> SOURCE INFORMATION
=====
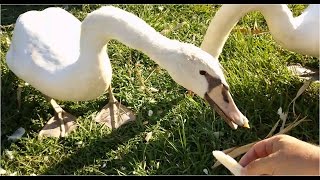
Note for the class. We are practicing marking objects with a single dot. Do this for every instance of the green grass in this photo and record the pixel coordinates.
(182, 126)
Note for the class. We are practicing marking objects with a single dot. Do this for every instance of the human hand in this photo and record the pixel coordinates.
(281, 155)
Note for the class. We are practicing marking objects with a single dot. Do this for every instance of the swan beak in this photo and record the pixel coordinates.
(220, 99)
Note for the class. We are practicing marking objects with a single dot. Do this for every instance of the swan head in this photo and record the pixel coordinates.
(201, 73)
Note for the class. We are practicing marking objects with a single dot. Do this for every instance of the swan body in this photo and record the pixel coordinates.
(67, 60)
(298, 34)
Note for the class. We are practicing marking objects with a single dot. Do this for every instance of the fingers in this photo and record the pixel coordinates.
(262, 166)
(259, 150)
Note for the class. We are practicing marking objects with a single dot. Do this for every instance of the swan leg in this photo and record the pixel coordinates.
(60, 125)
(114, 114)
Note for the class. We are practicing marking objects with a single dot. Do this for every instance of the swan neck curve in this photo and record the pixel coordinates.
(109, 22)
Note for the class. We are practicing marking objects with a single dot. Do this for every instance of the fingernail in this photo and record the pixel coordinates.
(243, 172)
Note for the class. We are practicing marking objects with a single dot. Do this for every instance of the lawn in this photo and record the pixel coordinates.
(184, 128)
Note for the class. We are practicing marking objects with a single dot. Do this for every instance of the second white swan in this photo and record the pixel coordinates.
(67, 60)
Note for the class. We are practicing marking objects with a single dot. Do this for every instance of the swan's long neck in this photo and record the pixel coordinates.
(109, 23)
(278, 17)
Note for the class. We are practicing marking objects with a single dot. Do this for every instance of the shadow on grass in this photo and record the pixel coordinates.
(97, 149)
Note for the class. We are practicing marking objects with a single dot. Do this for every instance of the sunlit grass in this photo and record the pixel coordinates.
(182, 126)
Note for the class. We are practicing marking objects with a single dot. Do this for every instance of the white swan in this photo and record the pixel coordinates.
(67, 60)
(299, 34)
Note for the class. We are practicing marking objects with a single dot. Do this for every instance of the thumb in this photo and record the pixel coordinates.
=====
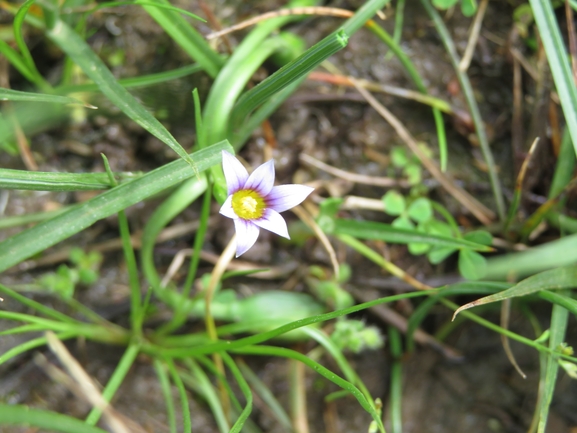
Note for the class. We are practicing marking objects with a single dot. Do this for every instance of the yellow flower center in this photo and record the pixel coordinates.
=====
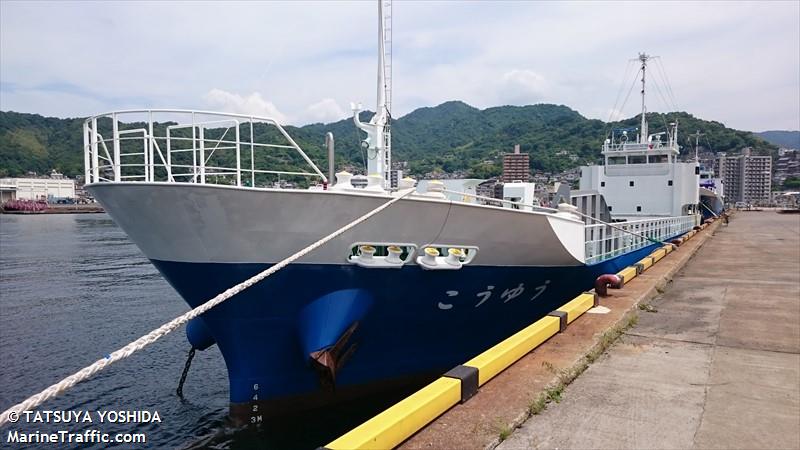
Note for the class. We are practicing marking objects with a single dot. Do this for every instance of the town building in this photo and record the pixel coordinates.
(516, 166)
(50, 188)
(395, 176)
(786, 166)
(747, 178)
=====
> EXERCISE PROMPT
Given the records above, restate word for word only the lines starting at the one with "the swan neck" and ending at the one with "of the thumb".

> RESULT
Note for the class. We are practicing marking objects with a single dot. Do this for every instance of the swan neck curve in this photo and record the pixel coordinates.
(109, 22)
Note for the class. We are practicing marking objects with a single dot. Do this for every instance of the fingernail in this photo and record the pixel coordinates.
(243, 172)
Note for the class. We are practicing marking objects with a single dot. Do this for every instance of the lawn in this photo and record the pixel coordinates.
(184, 128)
Note for the class. We are practicing marking objects with a single dot. Do this for every instance of the second white swan in this photo and record the pixel coordinates.
(67, 60)
Note for the class. We are practicing marking objects with a single dot. Do this for every instance of the swan's long neck in this photo and record the pixel coordinates.
(109, 23)
(278, 17)
Note for the class. We are practicing marking objects with a single dot. Do this for every instance of the shadow on grass in this photo and record the pixel coordinates.
(97, 149)
Note for the class. We are practicing marking objects with a single dot. Do this for every instance of the sunlit grass in this photo and record the pixel coordinates.
(182, 126)
Note for the class. We are practicing marking objects with a single dot. Do this for every instance of the white swan in this photo and record the pixel coordinates.
(67, 60)
(299, 34)
Note for the class. We are practicing marking objects with a single dot. Do this for every instance of the thumb in this photo and record the pixel coordinates.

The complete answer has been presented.